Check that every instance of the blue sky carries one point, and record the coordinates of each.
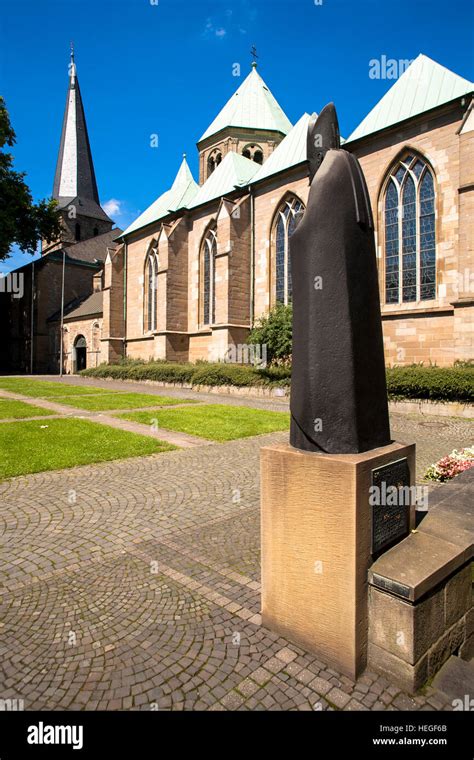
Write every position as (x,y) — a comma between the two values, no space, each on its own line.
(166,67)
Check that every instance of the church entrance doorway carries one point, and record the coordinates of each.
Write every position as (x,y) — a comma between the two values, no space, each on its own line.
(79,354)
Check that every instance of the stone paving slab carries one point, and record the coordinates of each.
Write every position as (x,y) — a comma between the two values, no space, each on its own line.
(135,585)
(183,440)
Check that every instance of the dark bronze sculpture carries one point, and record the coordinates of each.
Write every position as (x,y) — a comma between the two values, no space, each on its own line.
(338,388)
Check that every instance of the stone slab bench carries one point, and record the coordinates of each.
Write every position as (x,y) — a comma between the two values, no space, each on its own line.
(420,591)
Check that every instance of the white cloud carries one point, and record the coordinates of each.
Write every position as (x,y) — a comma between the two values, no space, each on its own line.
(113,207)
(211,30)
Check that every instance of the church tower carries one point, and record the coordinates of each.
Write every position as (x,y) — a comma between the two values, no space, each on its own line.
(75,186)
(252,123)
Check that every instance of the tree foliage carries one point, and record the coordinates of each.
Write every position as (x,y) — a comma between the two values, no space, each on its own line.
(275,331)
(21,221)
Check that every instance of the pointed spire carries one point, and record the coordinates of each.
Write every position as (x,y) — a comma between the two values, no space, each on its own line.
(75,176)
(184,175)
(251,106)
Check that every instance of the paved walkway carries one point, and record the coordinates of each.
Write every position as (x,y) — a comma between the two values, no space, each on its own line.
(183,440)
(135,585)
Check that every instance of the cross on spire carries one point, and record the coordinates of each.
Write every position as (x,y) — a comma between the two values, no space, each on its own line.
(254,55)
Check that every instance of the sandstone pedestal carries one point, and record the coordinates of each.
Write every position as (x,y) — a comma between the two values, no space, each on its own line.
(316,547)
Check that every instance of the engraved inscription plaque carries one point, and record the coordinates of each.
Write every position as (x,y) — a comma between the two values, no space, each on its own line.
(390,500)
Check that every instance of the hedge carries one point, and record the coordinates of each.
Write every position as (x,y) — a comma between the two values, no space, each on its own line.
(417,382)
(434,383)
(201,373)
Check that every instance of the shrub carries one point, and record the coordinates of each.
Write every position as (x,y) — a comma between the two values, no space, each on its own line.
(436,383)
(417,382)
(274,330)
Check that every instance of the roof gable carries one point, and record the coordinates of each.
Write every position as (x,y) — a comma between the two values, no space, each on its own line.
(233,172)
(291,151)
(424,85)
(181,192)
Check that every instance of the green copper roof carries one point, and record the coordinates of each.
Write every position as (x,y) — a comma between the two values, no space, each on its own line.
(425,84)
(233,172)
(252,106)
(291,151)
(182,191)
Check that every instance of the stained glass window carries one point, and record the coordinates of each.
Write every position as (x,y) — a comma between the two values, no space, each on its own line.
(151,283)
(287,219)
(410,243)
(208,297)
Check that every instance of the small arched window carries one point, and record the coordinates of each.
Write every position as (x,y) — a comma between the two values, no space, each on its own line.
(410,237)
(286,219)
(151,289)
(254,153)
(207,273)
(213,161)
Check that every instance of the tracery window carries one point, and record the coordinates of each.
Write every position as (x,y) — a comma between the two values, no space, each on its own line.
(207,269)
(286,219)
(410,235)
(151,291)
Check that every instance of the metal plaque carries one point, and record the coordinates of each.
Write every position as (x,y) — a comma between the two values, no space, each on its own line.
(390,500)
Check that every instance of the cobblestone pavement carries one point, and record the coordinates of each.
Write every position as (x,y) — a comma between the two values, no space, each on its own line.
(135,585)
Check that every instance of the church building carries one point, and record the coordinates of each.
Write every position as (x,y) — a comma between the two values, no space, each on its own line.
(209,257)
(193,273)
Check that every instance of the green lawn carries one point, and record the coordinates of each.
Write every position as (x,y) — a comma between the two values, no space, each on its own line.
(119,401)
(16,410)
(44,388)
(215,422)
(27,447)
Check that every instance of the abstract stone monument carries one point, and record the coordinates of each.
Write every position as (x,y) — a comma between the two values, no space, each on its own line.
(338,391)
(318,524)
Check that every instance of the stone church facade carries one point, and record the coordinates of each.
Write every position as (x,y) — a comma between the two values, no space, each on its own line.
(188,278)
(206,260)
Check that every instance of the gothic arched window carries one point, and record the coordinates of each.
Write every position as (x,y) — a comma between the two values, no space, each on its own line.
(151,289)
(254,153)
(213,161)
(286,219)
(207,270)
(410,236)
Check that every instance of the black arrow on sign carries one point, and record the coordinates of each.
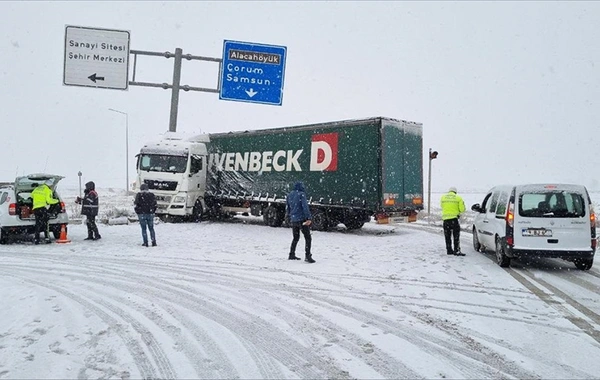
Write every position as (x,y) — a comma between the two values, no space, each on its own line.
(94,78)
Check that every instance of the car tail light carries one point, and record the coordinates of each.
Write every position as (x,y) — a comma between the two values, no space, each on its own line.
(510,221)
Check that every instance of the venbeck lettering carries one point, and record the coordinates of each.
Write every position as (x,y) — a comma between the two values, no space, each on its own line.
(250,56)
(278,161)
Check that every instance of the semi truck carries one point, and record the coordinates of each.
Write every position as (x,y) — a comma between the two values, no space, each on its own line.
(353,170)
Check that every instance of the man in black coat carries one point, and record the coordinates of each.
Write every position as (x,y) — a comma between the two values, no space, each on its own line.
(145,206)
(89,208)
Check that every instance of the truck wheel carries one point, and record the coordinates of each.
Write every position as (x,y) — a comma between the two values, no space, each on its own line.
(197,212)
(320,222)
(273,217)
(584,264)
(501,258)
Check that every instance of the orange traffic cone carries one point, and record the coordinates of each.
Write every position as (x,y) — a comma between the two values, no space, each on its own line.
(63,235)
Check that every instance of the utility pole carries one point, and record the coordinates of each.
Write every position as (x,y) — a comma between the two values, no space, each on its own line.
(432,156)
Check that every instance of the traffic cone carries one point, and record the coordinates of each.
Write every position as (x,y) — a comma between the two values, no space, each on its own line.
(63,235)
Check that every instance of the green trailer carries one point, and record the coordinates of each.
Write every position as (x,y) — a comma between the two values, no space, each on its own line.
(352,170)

# EXERCISE:
Reproduce the data above in full, exactly as it is, with the pictures left out.

# RESULT FOR THIS TASK:
Check that every instance of the blue sky carries one point, and record the coordinates of each.
Write every position as (x,y) — a comma between the two values, no space, each on its own line.
(166,67)
Check that every instance of the church entrance doorway carries one point, and record the coordinates of each.
Write every position as (x,y) — a comma between the two values, no space, each on its own line.
(79,354)
Check that every instance of the stone paving slab carries one point, and record the coordinates of each.
Write every position as (x,y) — a comma between the two values, no space, each on its own line.
(135,585)
(183,440)
Check that every instance of the dark bronze sculpture carries one point, and record the coordinates of each.
Write every position as (x,y) — a comma between the two values, no space, each on its own line.
(338,388)
Check that every instance of the stone slab bench carries one point, and record the coordinates of each.
Write every position as (x,y) — a comma between the two values, no space, each on its own line.
(420,591)
Check that every instance of the white cloud carries one point, and record the coordinates of each.
Write every position as (x,y) — a comma between the two values, no space, each on its own line.
(113,207)
(211,30)
Check that every instance of the church tower carries one point, and record the coordinates of each.
Write every position as (x,y) — a comma between the two values, no space, each on its own line.
(75,186)
(252,123)
Check that every instance of the tree foliage carries one point, and record the coordinates of each.
Write every position as (x,y) — a comma between the two values, no space, each on its own line.
(275,331)
(21,221)
Check that every instance of the pointed spire carries one point, and record the coordinates of each.
Write every position as (x,y) — a comma between the two values, no space, each on its own line.
(75,176)
(184,175)
(251,106)
Check that every instance of the paved walkway carries one point, and record the coordinates of each.
Write every position as (x,y) — a comma between the two values, no space, each on its own line.
(183,440)
(135,585)
Check that every instance of the cross on spire carries one point, and record the coordinates of each.
Write every position as (x,y) — a comma between the two values, no space, each on its own line.
(254,55)
Check that every instance of the sandstone pedestal carries one point, and record the coordinates of each.
Write every position as (x,y) — a comma between the two values, no space, each on its own line.
(316,547)
Check that every instance of the engraved inscription plaque carries one point, and record the coordinates of each.
Write every position as (x,y) — a comma between the two values, no space, each on its own line.
(390,500)
Check that every instance of the hedge carries one point, and record the coordinates of each.
Write every position as (x,y) — a comma between the two values, no space, each on its own line.
(417,382)
(434,383)
(201,373)
Check that every instance of the shrub carries one point, and record the coordinates of each.
Write every position as (x,y) — a comma between the two values, no space, each on its own line.
(436,383)
(417,382)
(274,330)
Check that every instance of the roof gable carries one point, and record the coordinates of each.
Write every position as (x,y) — a comma between the two values, no space, each on its own line.
(233,172)
(291,151)
(424,85)
(181,192)
Check that every instance of the green copper roof carries one point, and record the coordinates of each.
Write every position as (x,y) — a comma between the two values, no space, each on its own line.
(425,84)
(233,172)
(252,106)
(291,151)
(182,191)
Check that every instance of the stained glass window carries one point, and record the coordinates of each.
Write every position as (x,y) — a comma between the two values, no space, each on its own line.
(151,283)
(287,219)
(410,243)
(208,297)
Check that every instance of the small arched window carries one point, and record the coordinates of each.
Write every position as (x,y) — a comma between the two values, no space, each on its own line.
(410,237)
(286,219)
(151,289)
(254,153)
(207,273)
(213,161)
Check that every instance of the tracery window carries one point, and record the coordinates of each.
Write every position as (x,y) — a comma between the two values, no space, each on its own line.
(207,269)
(286,219)
(410,235)
(151,291)
Check that every instance of the metal plaque carries one point, and record the coordinates of each.
Write every position as (x,y) — a comma between the two values, no space, each on its own line.
(390,500)
Check that every instance of the cobblestone pavement carries one point, and record the coordinates of each.
Write every position as (x,y) — a comma between the two values, no space, each on its own line.
(135,585)
Check that every instance of the church building carries one point, and record the coordinates of each.
Write every position as (x,y) — a comma between the two values, no space, each on its own line.
(209,257)
(193,273)
Check that every instance of the green lawn carries one point, and record the coordinates of each.
Write every position as (x,y) — a comma between the two values, no space, each on its own line.
(119,401)
(16,410)
(44,388)
(215,422)
(27,447)
Check that every instance of the abstract stone monument carries one point, and record the coordinates of each.
Write every position as (x,y) — a comma between the two values, no space, each on its own line.
(338,391)
(318,524)
Check that every instance of the stone church facade carries one point, and record the coordinates of each.
Write every position as (x,y) — a comma between the two values, no space, each on its own line.
(188,278)
(206,260)
Check that every instance of the gothic arched window carries one point, and record the coordinates of each.
Write every position as (x,y) — a comma between the two values, no space, each on its own line.
(151,289)
(254,153)
(213,161)
(286,219)
(207,270)
(410,236)
Check that every instance of the black arrow on sign carries one point, and record the coordinates of each.
Write every position as (x,y) — a comma between the two values, no space, each on its own line.
(94,78)
Check that every instance of the car tail light carries one point, and record the coordinates of each.
Write every position as (x,y) — a comma between the two values, no space, each on its own line.
(510,221)
Check that every instance of the venbeck lettering carries one point, and record the coordinates of each.
Write every position as (x,y) — a comma between the two values, no space, each on its own line.
(250,56)
(278,161)
Check that every instance of the semi truck carries one point, and record the coordinates of each.
Write every position as (x,y) — a comma between the two values, no space, each on its own line.
(353,170)
Check that every instance of the man in black coat carries one point, and record the coordinates of each.
Write every position as (x,y) — a comma between the two values, no space, each on its own line.
(145,206)
(89,208)
Check that every instance of the truck wheel carries one point, and record the coordinates of each.
Write every position as (x,y) — a comma between the two values, no space, each on its own line.
(197,212)
(320,222)
(273,217)
(584,264)
(501,258)
Check that every instance of the orange traffic cone carries one point, and record the coordinates of each.
Write every position as (x,y) — a comma between the two values, no space, each on its own line.
(63,235)
Check that every instance of the utility pole carries one point, and record the coordinates of each.
Write every position as (x,y) — a comma between the two values, no space, each on its own line.
(432,156)
Check that every instance of the traffic cone carries one point, and record the coordinates of each.
Write every position as (x,y) — a comma between the two values, no space, each on its own line.
(63,235)
Check that every instance of the green trailer carries one point, and record the coordinates of each.
Write every position as (x,y) — a comma between the two values, no space, each on its own line.
(352,170)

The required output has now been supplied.